▸ **Problems to solve**:
1. According to the earnings call excerpt, about how many acres were acquired through tack-ons, and at what total cost?
2. Reproduce word for word the part of the earnings call excerpt that begins at the words "In sum we've" and stops after the words "in calendar 2018.".
3. Write the next part of the earnings call excerpt, picking up after its final sentence.

***** Source excerpt *****

I'd now like to focus you on the other graph -- sorry, I'd now like the focus you to Slide 12. An important part of Lonestar's underlying value creation strategy is the baseline tack-on acreage acquisition program that we've been executing for years. The first building block of our asset growth strategy centered around using the scale and the reputations that we have in these communities we're actively drilling to surgically add mass through primary term leasehold acquisitions and trades. And as I state on almost every one of these calls, a fundamental goal is to be able to not only replace our production and drilling inventory each year through this mechanism, but actually grow it. And as these transactions have come at very low cost, we generate very high rates of return while requiring negligible amounts of capital to do so.
Slide 12 shows you the areas in which we've acquired acreage in a tack-on basis year-to-date, the areas where we've been very active year-to-date with the drill bit. And the table at the bottom of the page shows the individual and collective impacts of these tack-on acquisitions.
In sum we've acquired just about 4,000 acres at a total cost of about $4.2 million. Importantly we estimate that this acreage added over 8 million Boe approved reserves which is twice our estimated 2018 production and moreover at $65 oil flat these reserve additions add an estimated $90 million of PV-10. And because most of these lease acquisitions add lateral length, they clearly enhance the IRRs of our drilling inventory. Lastly I'd just add I don't think we're done with tack-ons in calendar 2018.

***** Listed entries *****

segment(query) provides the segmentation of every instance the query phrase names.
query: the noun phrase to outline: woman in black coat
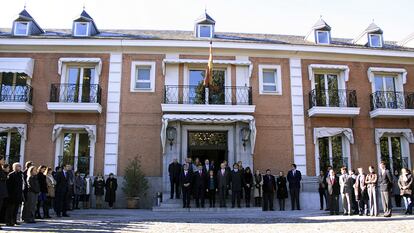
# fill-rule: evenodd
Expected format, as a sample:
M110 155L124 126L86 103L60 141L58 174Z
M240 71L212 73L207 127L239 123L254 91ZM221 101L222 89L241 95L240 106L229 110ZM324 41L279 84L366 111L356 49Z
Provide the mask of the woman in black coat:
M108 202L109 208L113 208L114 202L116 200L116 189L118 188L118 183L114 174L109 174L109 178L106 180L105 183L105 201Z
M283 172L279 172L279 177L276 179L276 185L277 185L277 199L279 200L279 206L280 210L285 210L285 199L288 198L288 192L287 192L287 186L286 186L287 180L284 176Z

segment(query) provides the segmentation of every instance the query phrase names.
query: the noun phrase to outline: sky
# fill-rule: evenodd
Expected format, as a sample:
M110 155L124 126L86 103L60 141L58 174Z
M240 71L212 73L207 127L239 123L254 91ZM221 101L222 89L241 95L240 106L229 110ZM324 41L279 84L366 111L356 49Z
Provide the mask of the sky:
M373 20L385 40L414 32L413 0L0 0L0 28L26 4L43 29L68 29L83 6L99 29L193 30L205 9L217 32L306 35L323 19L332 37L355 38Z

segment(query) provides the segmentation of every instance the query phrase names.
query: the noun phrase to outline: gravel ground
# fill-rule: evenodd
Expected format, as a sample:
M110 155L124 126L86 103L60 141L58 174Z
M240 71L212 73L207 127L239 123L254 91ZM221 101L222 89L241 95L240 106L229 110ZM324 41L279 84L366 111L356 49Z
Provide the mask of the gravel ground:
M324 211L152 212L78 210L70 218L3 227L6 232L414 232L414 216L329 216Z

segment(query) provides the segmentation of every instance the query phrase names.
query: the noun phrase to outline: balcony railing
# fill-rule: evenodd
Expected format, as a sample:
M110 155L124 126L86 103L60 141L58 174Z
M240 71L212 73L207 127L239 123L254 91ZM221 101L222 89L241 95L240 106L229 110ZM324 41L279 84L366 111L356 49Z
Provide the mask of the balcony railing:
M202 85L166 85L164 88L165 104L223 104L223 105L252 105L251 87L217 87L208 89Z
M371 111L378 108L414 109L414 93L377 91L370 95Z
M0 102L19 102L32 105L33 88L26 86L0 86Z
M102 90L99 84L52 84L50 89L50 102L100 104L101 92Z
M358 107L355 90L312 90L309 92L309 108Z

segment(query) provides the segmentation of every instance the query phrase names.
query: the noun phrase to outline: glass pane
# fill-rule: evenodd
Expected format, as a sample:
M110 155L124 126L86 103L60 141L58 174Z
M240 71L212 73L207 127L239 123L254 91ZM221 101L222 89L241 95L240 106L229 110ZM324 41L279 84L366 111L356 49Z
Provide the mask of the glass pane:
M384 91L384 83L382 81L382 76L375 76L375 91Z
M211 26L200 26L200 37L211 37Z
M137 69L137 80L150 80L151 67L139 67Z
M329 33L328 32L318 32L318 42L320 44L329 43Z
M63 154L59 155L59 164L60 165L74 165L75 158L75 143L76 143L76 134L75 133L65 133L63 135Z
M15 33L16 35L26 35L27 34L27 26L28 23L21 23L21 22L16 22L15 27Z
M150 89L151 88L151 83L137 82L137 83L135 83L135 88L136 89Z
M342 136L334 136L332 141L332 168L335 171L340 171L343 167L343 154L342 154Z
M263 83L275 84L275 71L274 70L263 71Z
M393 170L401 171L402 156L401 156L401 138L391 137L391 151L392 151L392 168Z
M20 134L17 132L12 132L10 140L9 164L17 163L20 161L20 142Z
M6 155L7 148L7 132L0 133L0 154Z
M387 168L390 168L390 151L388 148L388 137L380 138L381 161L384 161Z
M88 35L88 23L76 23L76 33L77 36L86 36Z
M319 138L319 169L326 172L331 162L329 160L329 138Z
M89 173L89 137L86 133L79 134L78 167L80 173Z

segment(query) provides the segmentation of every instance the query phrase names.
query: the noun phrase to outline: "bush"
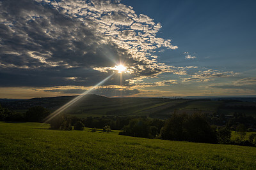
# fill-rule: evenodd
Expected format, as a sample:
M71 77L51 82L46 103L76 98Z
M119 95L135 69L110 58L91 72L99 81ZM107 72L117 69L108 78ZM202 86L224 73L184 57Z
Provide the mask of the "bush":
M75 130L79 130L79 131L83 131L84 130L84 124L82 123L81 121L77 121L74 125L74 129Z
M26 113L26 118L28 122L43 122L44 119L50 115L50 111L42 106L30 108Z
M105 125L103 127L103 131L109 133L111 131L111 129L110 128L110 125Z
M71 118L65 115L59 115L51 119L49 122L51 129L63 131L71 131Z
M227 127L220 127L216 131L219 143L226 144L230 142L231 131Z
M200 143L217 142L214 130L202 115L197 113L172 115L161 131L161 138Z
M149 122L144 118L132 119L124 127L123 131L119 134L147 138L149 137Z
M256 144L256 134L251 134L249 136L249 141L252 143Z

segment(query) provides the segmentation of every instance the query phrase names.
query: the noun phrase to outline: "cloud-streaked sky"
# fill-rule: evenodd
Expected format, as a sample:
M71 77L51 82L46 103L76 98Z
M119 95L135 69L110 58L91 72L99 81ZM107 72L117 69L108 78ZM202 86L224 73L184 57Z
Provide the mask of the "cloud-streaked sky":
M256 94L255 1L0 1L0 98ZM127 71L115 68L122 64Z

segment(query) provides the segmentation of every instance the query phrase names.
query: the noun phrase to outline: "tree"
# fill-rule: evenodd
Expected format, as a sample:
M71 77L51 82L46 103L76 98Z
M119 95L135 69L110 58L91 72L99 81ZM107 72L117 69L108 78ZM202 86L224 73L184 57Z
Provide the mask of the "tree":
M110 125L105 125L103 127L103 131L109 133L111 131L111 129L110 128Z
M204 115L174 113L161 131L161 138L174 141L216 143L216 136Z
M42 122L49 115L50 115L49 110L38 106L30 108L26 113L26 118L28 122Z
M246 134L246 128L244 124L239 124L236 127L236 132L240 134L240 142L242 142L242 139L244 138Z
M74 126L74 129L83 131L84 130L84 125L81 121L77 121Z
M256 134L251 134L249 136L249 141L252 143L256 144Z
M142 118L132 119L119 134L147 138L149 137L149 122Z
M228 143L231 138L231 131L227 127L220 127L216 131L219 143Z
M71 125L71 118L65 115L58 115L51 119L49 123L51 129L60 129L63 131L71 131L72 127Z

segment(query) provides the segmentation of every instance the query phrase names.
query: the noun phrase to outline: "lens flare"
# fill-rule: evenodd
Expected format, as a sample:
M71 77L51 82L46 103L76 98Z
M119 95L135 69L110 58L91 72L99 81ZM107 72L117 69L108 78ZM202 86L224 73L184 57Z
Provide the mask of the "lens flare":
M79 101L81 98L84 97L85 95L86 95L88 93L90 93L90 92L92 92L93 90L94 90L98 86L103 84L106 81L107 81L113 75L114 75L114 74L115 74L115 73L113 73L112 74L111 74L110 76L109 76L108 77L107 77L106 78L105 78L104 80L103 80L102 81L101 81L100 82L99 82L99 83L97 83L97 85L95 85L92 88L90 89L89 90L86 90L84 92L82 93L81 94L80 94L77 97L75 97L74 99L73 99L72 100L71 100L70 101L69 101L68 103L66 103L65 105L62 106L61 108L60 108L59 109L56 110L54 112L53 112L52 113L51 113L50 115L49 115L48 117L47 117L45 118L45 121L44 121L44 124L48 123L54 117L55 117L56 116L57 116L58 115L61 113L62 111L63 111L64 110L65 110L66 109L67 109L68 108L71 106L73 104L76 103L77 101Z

*****

▸ **Outputs for the tasks**:
1. About 4,000 acres, at a total cost of about $4.2 million.

2.
In sum we've acquired just about 4,000 acres at a total cost of about $4.2 million. Importantly we estimate that this acreage added over 8 million Boe approved reserves which is twice our estimated 2018 production and moreover at $65 oil flat these reserve additions add an estimated $90 million of PV-10. And because most of these lease acquisitions add lateral length, they clearly enhance the IRRs of our drilling inventory. Lastly I'd just add I don't think we're done with tack-ons in calendar 2018.

3.
I'd like you to turn to Slide 13 to wrap up my planned remarks. Our third quarter Eagle Ford production of nearly 12,500 barrels a day exceeded guidance and set a record for the company. We made considerable progress in terms of improving our leverage ratios, having reduced our debt to EBITDAX ratio now to 2.5% -- 2.5x. Our 2018 drilling program is exceeding our expectations, generating high rates of return and programmatically probably about a 12-month payout.
I'd remind you that these results are in areas that we view as core to our long-term development plans. After a feverish third quarter, our capital discipline dictates that we slow activity for the remainder of 2018 and we really only bring 2 more wells online that will meaningfully impact the fourth quarter. This dynamic as well as some lingering effects of Frio river flooding at Burns Ranch means that we'd expect production to grow again to 12,600 barrels a day to 12,800 barrels a day, 76% growth year-over-year. I would also note that we expect a sharp rise in crude oil production in the fourth quarter to as much as 8,000 barrels a day at the high end of guidance.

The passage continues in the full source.